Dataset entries
^^^^

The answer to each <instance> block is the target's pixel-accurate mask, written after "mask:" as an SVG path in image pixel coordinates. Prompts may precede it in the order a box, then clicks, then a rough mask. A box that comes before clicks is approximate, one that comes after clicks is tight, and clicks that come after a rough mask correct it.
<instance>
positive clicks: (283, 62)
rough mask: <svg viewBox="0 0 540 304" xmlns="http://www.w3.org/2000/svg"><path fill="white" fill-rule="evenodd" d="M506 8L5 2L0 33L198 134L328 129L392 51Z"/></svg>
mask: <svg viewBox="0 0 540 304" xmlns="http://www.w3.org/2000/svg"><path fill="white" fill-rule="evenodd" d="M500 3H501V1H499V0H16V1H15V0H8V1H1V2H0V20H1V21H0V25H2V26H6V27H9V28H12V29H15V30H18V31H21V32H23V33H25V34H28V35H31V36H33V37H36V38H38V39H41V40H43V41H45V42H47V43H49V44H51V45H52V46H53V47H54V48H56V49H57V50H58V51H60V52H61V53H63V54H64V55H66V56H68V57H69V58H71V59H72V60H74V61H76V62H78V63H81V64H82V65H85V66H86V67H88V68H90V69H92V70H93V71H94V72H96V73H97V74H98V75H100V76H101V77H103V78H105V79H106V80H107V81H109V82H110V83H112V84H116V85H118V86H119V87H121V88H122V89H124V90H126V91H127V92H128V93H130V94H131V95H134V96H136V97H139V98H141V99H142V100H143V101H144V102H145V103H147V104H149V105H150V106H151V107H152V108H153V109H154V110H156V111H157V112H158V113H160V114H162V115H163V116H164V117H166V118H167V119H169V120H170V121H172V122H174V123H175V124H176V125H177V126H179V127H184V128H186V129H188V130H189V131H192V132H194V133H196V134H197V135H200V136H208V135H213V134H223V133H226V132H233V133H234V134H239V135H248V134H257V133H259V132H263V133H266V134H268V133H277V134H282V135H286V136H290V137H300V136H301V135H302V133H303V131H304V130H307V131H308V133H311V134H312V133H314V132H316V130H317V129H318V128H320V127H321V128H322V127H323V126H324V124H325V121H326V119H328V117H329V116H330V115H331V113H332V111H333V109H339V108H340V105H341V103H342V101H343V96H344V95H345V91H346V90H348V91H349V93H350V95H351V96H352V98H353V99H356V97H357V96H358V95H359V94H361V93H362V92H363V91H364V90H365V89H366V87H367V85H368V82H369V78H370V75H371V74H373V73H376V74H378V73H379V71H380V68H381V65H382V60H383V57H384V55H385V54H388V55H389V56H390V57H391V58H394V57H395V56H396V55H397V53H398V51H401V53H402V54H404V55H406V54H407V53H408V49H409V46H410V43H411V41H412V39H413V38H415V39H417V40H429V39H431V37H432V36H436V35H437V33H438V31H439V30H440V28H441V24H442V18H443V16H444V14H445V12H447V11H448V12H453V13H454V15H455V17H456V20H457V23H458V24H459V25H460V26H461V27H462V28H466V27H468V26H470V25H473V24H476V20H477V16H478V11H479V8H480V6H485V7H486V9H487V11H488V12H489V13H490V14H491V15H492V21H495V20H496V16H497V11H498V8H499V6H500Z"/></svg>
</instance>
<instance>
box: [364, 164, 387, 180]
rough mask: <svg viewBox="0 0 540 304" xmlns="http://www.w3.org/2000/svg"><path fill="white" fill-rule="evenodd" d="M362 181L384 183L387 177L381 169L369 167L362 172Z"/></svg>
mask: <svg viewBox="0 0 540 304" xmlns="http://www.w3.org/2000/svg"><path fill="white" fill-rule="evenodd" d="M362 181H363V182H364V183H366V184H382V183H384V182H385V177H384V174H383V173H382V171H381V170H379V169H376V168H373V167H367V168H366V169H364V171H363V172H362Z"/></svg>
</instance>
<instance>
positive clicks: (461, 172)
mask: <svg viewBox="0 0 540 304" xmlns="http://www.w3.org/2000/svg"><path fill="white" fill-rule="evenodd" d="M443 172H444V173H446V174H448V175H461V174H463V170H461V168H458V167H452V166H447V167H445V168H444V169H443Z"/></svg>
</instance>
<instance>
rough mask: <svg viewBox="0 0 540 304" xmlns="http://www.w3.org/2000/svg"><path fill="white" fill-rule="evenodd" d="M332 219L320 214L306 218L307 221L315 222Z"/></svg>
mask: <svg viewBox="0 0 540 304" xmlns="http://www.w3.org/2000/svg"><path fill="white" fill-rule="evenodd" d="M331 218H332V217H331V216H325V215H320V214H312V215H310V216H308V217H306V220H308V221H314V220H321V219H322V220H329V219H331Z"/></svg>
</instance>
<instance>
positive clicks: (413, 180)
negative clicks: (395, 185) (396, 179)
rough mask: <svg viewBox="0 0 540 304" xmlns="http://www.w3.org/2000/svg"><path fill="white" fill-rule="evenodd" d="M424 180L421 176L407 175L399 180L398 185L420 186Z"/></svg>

^^^^

*PROBLEM:*
The complete set of entries above must be reproduced verbatim.

*RESPONSE FOR THIS EXERCISE:*
The answer to each <instance> block is the target's pixel-accurate mask, written after "mask:" as an SVG path in image pixel coordinates. Prompts may precede it in the order a box, then clicks, then a rough mask. A box that comes before clicks is approximate, one that comes after clicks is tight, and clicks that come after a rough mask correct it.
<instance>
positive clicks: (283, 62)
rough mask: <svg viewBox="0 0 540 304" xmlns="http://www.w3.org/2000/svg"><path fill="white" fill-rule="evenodd" d="M506 8L5 2L0 33L198 134L328 129L392 51Z"/></svg>
mask: <svg viewBox="0 0 540 304" xmlns="http://www.w3.org/2000/svg"><path fill="white" fill-rule="evenodd" d="M500 3H501V1H499V0H16V1H15V0H8V1H1V2H0V20H1V21H0V25H2V26H6V27H9V28H12V29H15V30H18V31H21V32H23V33H25V34H28V35H31V36H33V37H36V38H38V39H41V40H43V41H45V42H47V43H49V44H51V45H52V46H53V47H54V48H56V49H57V50H58V51H60V52H61V53H63V54H64V55H66V56H68V57H69V58H71V59H72V60H74V61H76V62H78V63H81V64H82V65H85V66H86V67H88V68H90V69H92V70H93V71H94V72H96V73H97V74H98V75H100V76H101V77H103V78H105V79H106V80H107V81H109V82H110V83H112V84H116V85H118V86H119V87H121V88H122V89H124V90H126V91H127V92H128V93H130V94H131V95H134V96H136V97H139V98H141V99H142V100H143V101H144V102H145V103H147V104H149V105H150V106H151V107H152V108H153V109H154V110H156V111H157V112H158V113H160V114H162V115H163V116H164V117H166V118H167V119H169V120H170V121H172V122H174V123H175V124H176V125H177V126H179V127H184V128H186V129H188V130H189V131H192V132H194V133H196V134H197V135H200V136H208V135H213V134H223V133H226V132H233V133H234V134H239V135H248V134H257V133H259V132H263V133H266V134H268V133H277V134H282V135H286V136H290V137H300V136H301V135H302V133H303V131H304V130H307V131H308V133H311V134H312V133H314V132H316V130H317V129H318V128H320V127H321V128H322V127H323V126H324V124H325V121H326V119H328V117H329V116H330V115H331V113H332V111H333V109H339V108H340V105H341V103H342V101H343V96H344V95H345V91H346V90H348V91H349V93H350V95H351V96H352V98H353V99H356V97H357V96H358V95H359V94H361V93H362V92H363V91H364V90H365V89H366V87H367V85H368V82H369V78H370V75H371V74H373V73H376V74H378V73H379V71H380V68H381V65H382V60H383V57H384V55H385V54H388V55H389V56H390V57H391V58H394V57H395V56H396V55H397V53H398V51H401V53H402V54H404V55H406V54H407V53H408V49H409V46H410V43H411V41H412V39H413V38H415V39H417V40H429V39H431V37H432V36H436V35H437V33H438V31H439V30H440V28H441V24H442V18H443V16H444V14H445V12H447V11H448V12H453V13H454V15H455V17H456V20H457V23H458V24H459V25H460V26H461V27H462V28H466V27H468V26H470V25H473V24H476V20H477V16H478V11H479V8H480V6H485V7H486V9H487V11H488V12H489V13H490V14H491V15H492V21H495V20H496V16H497V11H498V8H499V6H500Z"/></svg>
</instance>
<instance>
box: [364, 164, 387, 180]
rough mask: <svg viewBox="0 0 540 304" xmlns="http://www.w3.org/2000/svg"><path fill="white" fill-rule="evenodd" d="M362 181L384 183L387 177L381 169L369 167L362 172Z"/></svg>
mask: <svg viewBox="0 0 540 304" xmlns="http://www.w3.org/2000/svg"><path fill="white" fill-rule="evenodd" d="M362 181H363V182H364V183H366V184H382V183H384V182H385V177H384V174H383V173H382V171H381V170H379V169H376V168H373V167H367V168H366V169H364V171H363V172H362Z"/></svg>
</instance>
<instance>
positive clicks: (461, 172)
mask: <svg viewBox="0 0 540 304" xmlns="http://www.w3.org/2000/svg"><path fill="white" fill-rule="evenodd" d="M443 172H444V173H446V174H448V175H461V174H463V170H461V168H458V167H452V166H447V167H445V168H444V169H443Z"/></svg>
</instance>
<instance>
rough mask: <svg viewBox="0 0 540 304" xmlns="http://www.w3.org/2000/svg"><path fill="white" fill-rule="evenodd" d="M332 219L320 214L306 218L307 221L315 222Z"/></svg>
mask: <svg viewBox="0 0 540 304" xmlns="http://www.w3.org/2000/svg"><path fill="white" fill-rule="evenodd" d="M331 218H332V217H331V216H325V215H320V214H312V215H310V216H308V217H306V220H308V221H314V220H321V219H322V220H329V219H331Z"/></svg>
</instance>
<instance>
positive clicks: (413, 180)
negative clicks: (395, 185) (396, 179)
rough mask: <svg viewBox="0 0 540 304" xmlns="http://www.w3.org/2000/svg"><path fill="white" fill-rule="evenodd" d="M424 180L421 176L407 175L399 180L398 185L420 186Z"/></svg>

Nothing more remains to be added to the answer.